▸ **WORK INSTRUCTIONS**
In the records below, find the line that contains "Target: window." and the line that contains "Target: neighboring house roof.", then retype exactly those two lines and every line between them.

Collection entries

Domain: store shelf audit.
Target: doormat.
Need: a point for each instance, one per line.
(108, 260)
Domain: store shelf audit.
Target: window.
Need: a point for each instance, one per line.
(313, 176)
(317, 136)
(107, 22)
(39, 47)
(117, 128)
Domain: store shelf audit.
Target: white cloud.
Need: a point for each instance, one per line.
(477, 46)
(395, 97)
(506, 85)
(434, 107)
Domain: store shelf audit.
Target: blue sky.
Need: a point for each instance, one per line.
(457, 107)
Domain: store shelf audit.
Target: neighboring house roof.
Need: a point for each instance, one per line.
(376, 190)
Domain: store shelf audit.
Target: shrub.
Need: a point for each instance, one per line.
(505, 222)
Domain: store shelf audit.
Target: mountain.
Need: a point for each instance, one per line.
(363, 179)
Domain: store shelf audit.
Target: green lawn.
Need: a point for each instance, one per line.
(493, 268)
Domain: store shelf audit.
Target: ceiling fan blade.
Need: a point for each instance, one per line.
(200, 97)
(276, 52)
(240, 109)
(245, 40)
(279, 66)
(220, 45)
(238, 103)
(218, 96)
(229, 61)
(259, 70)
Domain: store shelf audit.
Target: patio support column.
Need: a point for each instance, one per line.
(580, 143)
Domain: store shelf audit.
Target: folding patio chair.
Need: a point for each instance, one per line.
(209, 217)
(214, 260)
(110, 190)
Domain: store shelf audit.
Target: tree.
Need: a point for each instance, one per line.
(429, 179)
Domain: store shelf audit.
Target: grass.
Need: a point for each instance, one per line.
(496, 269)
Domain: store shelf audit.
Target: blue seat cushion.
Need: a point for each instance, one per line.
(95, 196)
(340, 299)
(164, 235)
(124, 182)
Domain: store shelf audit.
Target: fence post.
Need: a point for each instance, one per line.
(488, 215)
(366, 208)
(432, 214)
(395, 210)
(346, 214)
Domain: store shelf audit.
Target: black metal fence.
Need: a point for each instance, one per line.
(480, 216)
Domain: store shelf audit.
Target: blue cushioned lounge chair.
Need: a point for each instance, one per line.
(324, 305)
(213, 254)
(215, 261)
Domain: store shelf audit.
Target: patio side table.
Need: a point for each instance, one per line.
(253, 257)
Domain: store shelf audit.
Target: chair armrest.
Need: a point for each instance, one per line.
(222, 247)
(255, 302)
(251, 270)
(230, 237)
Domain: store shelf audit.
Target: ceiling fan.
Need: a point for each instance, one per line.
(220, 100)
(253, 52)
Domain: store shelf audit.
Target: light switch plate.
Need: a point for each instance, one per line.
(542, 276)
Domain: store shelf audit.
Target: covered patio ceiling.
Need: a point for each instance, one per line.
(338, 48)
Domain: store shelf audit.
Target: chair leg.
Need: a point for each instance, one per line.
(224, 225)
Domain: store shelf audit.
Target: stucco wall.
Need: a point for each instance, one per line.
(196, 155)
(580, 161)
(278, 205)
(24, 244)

▸ **ANSWER TO THE PROBLEM**
Target: window.
Need: a point for each instance, one per line.
(313, 176)
(317, 136)
(107, 22)
(39, 47)
(117, 128)
Domain: store shelf audit.
Target: white cloud.
Need: a point for each instance, one per line.
(477, 46)
(395, 97)
(506, 85)
(434, 107)
Domain: store shelf audit.
Target: blue sky.
Need: a point for each instance, one per line.
(457, 107)
Domain: store shelf audit.
Target: neighboring house roof.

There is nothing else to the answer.